» **The task**
Write out each record below, word for word.

» **Extracted records**
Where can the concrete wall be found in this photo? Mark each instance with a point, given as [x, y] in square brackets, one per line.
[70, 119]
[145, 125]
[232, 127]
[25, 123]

» **Task answer**
Where can the concrete wall be found in this photo? Mark each instance with a point, given as [x, y] in square brackets, one per line.
[70, 119]
[145, 125]
[232, 127]
[25, 123]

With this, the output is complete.